When you reach the line containing "of the smiling" in the data below, begin returning lines exactly as written, and stop once the line containing "the arm, formatted" has been returned.
[Material for this task Boundary: Start]
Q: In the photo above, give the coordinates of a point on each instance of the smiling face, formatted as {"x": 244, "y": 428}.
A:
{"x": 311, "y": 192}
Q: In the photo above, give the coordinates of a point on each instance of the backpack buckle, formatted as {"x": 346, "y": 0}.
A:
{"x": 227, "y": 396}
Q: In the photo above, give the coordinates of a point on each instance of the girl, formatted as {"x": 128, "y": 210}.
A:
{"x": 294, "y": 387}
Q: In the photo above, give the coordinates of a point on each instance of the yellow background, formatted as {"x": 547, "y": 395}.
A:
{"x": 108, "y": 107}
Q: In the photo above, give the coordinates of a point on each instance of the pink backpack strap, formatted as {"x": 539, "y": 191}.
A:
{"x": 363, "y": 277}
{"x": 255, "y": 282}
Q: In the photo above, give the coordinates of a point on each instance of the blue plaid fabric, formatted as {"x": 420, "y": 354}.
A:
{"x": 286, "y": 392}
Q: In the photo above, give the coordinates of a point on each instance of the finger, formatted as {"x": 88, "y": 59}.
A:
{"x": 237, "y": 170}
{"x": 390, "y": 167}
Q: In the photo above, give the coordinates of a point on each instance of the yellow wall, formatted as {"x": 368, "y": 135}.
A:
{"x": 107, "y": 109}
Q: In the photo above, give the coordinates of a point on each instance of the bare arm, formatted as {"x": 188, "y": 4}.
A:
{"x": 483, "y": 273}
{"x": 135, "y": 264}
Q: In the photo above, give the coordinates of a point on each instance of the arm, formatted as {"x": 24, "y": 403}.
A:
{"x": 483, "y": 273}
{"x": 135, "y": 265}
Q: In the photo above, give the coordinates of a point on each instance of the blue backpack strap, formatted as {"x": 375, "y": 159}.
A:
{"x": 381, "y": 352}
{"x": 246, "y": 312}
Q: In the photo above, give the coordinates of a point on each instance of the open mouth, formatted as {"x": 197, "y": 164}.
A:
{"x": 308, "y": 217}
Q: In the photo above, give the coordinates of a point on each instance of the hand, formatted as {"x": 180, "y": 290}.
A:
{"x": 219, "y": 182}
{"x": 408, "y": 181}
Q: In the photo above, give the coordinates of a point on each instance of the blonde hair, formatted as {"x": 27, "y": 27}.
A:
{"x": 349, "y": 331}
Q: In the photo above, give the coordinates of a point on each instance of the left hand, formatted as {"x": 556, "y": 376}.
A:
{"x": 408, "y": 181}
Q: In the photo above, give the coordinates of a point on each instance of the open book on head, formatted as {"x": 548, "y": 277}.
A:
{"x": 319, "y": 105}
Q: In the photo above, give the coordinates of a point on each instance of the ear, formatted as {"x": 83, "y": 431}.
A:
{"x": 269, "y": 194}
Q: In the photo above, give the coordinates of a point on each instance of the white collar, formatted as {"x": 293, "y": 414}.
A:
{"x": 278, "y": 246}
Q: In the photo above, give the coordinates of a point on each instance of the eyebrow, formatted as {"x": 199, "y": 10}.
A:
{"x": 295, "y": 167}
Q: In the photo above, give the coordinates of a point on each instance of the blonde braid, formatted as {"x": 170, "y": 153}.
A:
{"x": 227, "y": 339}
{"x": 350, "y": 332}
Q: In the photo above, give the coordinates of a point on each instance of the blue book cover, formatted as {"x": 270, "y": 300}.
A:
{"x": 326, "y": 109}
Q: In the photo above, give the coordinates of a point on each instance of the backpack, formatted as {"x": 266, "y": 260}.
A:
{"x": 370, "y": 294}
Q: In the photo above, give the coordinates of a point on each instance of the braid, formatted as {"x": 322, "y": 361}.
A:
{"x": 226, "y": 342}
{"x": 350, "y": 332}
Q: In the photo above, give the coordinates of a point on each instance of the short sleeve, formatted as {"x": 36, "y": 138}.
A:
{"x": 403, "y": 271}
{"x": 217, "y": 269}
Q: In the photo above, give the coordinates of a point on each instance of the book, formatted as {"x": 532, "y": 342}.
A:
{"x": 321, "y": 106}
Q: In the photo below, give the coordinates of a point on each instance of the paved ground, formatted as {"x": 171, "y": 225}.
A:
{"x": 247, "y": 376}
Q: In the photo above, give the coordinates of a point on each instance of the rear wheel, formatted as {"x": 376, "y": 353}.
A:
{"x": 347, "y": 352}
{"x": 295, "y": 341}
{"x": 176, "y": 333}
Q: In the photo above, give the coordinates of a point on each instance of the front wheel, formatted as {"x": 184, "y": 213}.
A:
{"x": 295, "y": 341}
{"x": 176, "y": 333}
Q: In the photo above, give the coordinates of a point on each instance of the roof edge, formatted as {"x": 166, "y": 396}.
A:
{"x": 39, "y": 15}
[Material for this task Boundary: End]
[Material for this task Boundary: Start]
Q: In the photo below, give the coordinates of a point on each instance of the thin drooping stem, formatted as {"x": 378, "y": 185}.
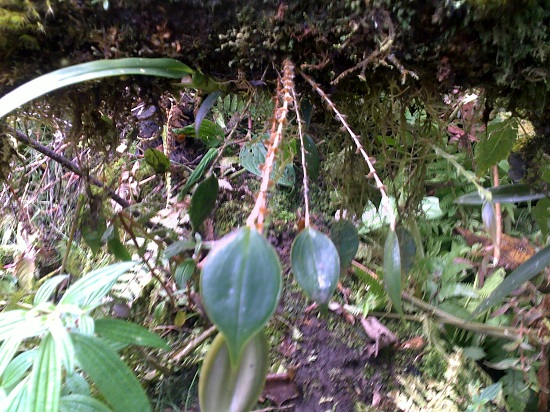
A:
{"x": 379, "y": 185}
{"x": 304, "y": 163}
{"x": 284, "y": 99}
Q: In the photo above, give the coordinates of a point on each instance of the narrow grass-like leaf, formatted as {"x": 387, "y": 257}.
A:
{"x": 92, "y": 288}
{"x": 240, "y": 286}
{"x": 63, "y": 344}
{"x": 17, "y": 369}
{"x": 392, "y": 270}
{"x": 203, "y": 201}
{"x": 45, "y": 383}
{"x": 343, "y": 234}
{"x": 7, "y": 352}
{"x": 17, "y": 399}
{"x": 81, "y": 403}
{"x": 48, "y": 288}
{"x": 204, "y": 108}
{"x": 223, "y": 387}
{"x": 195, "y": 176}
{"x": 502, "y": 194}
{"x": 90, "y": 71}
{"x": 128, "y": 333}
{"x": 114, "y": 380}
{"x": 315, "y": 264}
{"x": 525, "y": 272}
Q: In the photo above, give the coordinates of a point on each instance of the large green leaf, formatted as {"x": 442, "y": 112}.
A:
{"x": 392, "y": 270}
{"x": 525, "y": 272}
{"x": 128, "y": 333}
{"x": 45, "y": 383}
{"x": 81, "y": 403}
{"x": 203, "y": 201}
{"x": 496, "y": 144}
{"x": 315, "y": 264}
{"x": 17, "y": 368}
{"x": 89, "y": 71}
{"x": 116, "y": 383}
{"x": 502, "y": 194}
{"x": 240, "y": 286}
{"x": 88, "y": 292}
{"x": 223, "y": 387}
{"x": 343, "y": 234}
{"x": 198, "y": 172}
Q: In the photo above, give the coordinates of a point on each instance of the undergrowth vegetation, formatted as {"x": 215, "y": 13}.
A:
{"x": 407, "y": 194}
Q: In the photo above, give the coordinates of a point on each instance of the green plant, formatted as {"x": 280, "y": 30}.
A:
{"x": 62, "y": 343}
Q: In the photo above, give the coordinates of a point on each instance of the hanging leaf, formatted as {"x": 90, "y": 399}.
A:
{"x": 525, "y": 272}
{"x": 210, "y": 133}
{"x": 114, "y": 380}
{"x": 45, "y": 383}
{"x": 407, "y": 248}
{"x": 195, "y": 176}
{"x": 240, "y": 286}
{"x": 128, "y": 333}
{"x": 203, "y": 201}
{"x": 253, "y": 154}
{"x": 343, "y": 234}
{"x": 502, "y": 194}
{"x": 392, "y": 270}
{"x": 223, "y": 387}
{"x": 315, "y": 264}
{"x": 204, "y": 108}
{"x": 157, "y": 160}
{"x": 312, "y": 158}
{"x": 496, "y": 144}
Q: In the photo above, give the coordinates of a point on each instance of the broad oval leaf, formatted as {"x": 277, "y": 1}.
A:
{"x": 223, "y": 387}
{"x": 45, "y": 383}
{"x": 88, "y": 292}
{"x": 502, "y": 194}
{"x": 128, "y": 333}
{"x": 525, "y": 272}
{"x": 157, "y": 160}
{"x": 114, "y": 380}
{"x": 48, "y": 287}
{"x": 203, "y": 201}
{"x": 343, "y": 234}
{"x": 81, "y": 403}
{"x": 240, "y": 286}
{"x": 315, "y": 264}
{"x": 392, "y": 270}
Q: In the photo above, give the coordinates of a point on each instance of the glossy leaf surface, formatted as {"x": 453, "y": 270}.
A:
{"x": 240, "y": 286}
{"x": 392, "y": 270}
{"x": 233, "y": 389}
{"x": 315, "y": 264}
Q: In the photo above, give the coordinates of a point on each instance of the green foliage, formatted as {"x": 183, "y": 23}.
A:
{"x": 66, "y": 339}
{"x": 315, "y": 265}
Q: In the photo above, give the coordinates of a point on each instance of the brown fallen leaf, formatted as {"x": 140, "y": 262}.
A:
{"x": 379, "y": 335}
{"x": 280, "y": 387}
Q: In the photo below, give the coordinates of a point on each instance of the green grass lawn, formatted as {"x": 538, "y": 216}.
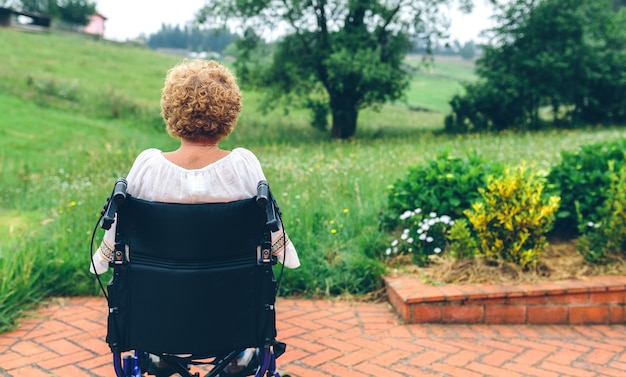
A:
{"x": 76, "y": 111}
[Material for this task Boundary: End]
> Reply to the task:
Q: In the photo above, give the coordinates of a point on each instance of the smiling face, formatted as {"x": 244, "y": 428}.
A:
{"x": 311, "y": 192}
Q: In the photo above, give the coordinates of a point on each instance of the backpack buckle, formatted as {"x": 346, "y": 0}.
A:
{"x": 227, "y": 396}
Q: In the photo above, give the coordinates of a point on each instance of the girl, formatted as {"x": 128, "y": 210}.
A:
{"x": 294, "y": 387}
Q: In the photo above, give the coordinates of a point on each instance of the yellow background, formatted as {"x": 547, "y": 395}.
A:
{"x": 108, "y": 107}
Q: In the photo above, give the coordinates of a point on each instance of the pink backpack strap, formatted as {"x": 539, "y": 191}.
A:
{"x": 363, "y": 277}
{"x": 255, "y": 282}
Q: In the photo above, give the coordinates of a point on each instance of the blue plaid fabric, formatted as {"x": 420, "y": 354}.
A:
{"x": 286, "y": 392}
Q: In the photo above, give the coordinates of a point on each instance of the finger, formatted as {"x": 88, "y": 59}.
A:
{"x": 237, "y": 170}
{"x": 390, "y": 167}
Q: In the photo above, give the coordinates of a point on each instance of the yellow wall, formatted as {"x": 368, "y": 135}.
A:
{"x": 107, "y": 109}
Q: In the photo above, give the coordinates of a point on each instance of the bare arm, formatted as {"x": 188, "y": 4}.
A:
{"x": 483, "y": 273}
{"x": 135, "y": 264}
Q: In the photo above, give the coordinates of a point on each instance of the arm, formatted as {"x": 24, "y": 403}.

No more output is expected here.